## EXERCISE OBJECTIVE
Each line below should be written out exactly, with none skipped.

## DATASET RECORDS
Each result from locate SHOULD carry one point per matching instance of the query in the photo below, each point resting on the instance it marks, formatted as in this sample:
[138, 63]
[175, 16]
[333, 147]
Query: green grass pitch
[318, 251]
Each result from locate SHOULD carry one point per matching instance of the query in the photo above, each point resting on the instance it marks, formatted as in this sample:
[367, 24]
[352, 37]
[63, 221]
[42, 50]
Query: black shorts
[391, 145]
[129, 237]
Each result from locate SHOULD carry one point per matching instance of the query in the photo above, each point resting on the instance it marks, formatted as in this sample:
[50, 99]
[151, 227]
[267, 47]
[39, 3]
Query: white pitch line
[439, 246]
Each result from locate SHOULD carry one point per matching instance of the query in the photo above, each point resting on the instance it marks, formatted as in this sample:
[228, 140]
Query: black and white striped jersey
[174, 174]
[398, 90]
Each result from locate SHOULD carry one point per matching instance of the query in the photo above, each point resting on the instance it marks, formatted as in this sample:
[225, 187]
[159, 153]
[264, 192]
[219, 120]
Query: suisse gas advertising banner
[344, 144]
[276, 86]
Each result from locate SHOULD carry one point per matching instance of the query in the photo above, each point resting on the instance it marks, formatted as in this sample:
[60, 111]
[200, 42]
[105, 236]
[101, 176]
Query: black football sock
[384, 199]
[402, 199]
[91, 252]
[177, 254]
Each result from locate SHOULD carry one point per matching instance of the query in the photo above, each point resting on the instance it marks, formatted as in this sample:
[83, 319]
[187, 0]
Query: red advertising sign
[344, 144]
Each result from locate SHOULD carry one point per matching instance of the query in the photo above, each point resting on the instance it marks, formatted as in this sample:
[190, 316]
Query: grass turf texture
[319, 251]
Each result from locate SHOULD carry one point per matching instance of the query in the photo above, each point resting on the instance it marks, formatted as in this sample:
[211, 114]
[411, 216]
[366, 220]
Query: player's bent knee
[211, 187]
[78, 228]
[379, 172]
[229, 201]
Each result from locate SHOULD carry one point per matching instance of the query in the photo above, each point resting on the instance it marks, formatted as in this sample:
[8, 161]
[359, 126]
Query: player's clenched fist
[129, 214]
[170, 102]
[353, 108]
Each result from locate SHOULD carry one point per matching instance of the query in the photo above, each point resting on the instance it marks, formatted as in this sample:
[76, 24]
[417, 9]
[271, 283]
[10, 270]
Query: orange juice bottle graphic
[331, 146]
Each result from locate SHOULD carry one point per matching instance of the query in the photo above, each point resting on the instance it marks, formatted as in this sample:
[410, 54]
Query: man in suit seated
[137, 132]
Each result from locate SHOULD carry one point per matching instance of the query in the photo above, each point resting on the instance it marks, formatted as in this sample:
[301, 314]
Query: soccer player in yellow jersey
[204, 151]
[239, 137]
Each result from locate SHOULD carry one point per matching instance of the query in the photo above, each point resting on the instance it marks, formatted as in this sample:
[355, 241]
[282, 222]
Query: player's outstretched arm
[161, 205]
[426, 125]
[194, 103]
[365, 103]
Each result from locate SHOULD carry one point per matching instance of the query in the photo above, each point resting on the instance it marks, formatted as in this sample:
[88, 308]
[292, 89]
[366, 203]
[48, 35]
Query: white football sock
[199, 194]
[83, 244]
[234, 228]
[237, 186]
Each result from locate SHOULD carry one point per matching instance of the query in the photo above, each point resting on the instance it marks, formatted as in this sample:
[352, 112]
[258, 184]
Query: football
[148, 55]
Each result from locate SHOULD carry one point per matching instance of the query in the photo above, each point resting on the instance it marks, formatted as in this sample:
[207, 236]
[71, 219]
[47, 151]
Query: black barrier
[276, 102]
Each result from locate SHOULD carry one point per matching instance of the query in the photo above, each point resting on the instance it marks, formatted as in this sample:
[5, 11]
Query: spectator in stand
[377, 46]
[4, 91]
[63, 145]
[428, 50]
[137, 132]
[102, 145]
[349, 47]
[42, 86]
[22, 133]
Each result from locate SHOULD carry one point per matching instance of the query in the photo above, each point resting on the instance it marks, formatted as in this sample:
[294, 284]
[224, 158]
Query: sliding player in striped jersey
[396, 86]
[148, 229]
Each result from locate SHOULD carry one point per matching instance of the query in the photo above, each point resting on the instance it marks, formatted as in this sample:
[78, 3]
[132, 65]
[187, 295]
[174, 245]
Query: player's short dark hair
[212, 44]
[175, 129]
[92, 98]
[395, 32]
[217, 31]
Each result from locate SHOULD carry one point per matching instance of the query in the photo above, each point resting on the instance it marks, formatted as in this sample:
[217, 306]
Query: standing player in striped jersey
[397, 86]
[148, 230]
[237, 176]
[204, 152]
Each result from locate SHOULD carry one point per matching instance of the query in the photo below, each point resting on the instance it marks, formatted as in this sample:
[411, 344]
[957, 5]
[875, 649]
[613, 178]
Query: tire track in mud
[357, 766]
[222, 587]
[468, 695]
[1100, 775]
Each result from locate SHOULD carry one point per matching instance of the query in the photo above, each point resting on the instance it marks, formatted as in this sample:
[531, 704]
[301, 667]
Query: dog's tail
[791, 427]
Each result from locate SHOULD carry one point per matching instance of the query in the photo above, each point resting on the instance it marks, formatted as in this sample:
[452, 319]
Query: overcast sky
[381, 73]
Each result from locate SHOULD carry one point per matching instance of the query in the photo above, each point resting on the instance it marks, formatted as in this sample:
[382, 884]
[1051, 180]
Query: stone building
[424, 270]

## YOUR SOLUTION
Each result from locate SHOULD carry one point per matching instance of the query in the photo below, each point resting on the instance it marks, formatted as in this sample:
[138, 63]
[175, 16]
[333, 147]
Query: green grass pitch
[318, 251]
Each result from locate SHOULD carry one point per matching instance of the query in the photo above, each point resting on the instance it marks, formatted as in this sample:
[367, 24]
[352, 37]
[63, 221]
[42, 50]
Query: black shorts
[391, 145]
[129, 237]
Each result from locate SHOULD carry one point per matching instance of the query in the photo above, each point resting on the instance it marks, formatted as in this sample:
[50, 99]
[151, 227]
[267, 47]
[39, 3]
Query: white pitch line
[439, 246]
Each result from locate SHOULD carry one point per matching instance of the query in the photo above, each point resting on the instance it marks, formatted as in this sample:
[228, 140]
Query: black and white striped jersey
[174, 174]
[398, 90]
Each result from locate SHOULD carry one point per matching instance of the query in the photo above, each point resting on the instance it marks, formatted as in this sample:
[225, 187]
[159, 153]
[264, 192]
[219, 120]
Query: suisse gas advertising banner
[344, 144]
[276, 86]
Each result from locate SHOULD carry one point per matching instance of the query in the photo above, each point resting on the instance it marks, formatted as in this sample:
[60, 111]
[200, 42]
[105, 236]
[101, 176]
Query: black football sock
[384, 199]
[402, 199]
[91, 252]
[177, 254]
Each result from locate SHOULD carry one point per matching instance of the query in the photo above, each point resting on the instance it marks, formatted as in this sample:
[83, 319]
[187, 0]
Query: red advertising sign
[344, 144]
Each result from locate SHOULD carry one point per matching instance of the query in the photo above, each point resting on the instance it marks, formatted as in this sample:
[190, 316]
Query: grass turf texture
[319, 251]
Each result from locate SHOULD carry one point per matching instance of the query in the photo above, each point resting on the instance it marks, formatted as in this sample:
[211, 114]
[411, 216]
[366, 220]
Query: player's bent knee
[211, 187]
[78, 228]
[379, 172]
[229, 201]
Each result from locate SHOULD carry one point per matching instance of the query in the photo above, each point resting on the instance it marks, formatted as in this sample:
[8, 161]
[359, 126]
Query: player's clenched fist
[129, 214]
[170, 102]
[353, 108]
Each result from locate SHOULD carry one point per matching instance of the query in the photo above, each point resting on the instance it marks, formatted as in this sample:
[76, 24]
[417, 9]
[271, 283]
[10, 270]
Query: orange juice bottle graphic
[331, 146]
Each result from locate SHOULD carry one point per matching instance of the query in the photo above, each point resting on the instance it marks, formatted as in this sample:
[410, 54]
Query: man in suit seated
[137, 132]
Each result from locate SHOULD carry one point per matching instance of the query in the photo above, each point resting on the instance it marks, formatted as in this sample:
[301, 314]
Query: soccer player in yellow jersey
[204, 151]
[239, 137]
Each result from locate SHOULD carry one point per matching instance of the query in the photo above, each point resting on the instance it marks, formatted as in this sample:
[355, 241]
[282, 222]
Query: player's outstretched arm
[161, 205]
[426, 125]
[194, 103]
[365, 103]
Each result from locate SHOULD carry one point per matching instance of the query in the photo above, each point resting on the instance it marks, formatted as in this sample:
[88, 308]
[292, 89]
[366, 203]
[48, 35]
Query: white football sock
[199, 194]
[83, 244]
[234, 228]
[237, 186]
Each result from locate SHOULD carry one point per matching instance of the query in the photo above, each point resting on the instance it marks, formatted as in this sample:
[352, 112]
[258, 184]
Query: football
[148, 55]
Each result from locate SHOULD carry one point per matching instance of the query in the photo above, each point resting on the instance it marks, formatted as in this sample:
[207, 236]
[71, 219]
[47, 151]
Query: black barrier
[276, 102]
Each result from locate SHOULD carry one point per matching instance of the query in the photo above, each point resting on the instance it marks, formatted as in this sample:
[5, 11]
Query: spectator in stand
[377, 46]
[4, 91]
[63, 145]
[428, 50]
[137, 132]
[102, 145]
[349, 47]
[42, 86]
[22, 133]
Each result from locate SHOULD carry one point per matching instance of the query in the photo above, each point resting on the instance it marks, formatted as in this sample:
[294, 284]
[224, 158]
Query: sliding player in striped jersey
[396, 86]
[148, 229]
Each result from locate SHOULD carry one point per matching instance of the query in the photo above, each point resting on the instance it marks, formatted as in this sample:
[78, 3]
[132, 65]
[187, 295]
[174, 245]
Query: player's short dark hair
[212, 44]
[175, 129]
[92, 98]
[395, 32]
[217, 31]
Each result from locate SHOULD carry one point per matching instance of the query in the photo above, each point resting on the instance it marks, formatted as in this sample:
[217, 306]
Query: standing player in striped jersey
[397, 86]
[148, 230]
[237, 176]
[204, 152]
Each result from locate SHOULD carry one point per matching instance of the query in the photo below, each point resting on the instance it marks, formatted as in this sample:
[411, 344]
[957, 5]
[875, 649]
[613, 178]
Query: tire track in mud
[357, 766]
[222, 587]
[468, 695]
[1100, 775]
Each result from locate SHOULD carry one point per matching instance of the query in the photo above, each point resting on the instance it marks, formatted as in this sample:
[531, 704]
[301, 667]
Query: dog's tail
[791, 427]
Each result from locate SHOULD carry one point per matching instance of the query in the photo above, each point resting on the instance it marks, formatted as in this sample:
[452, 319]
Query: overcast sky
[381, 73]
Each result from locate SHOULD carry one point per matching instance of the query in the photo above, each point resting on the instance it marks, formatted as in this sample:
[382, 884]
[1051, 180]
Query: stone building
[424, 270]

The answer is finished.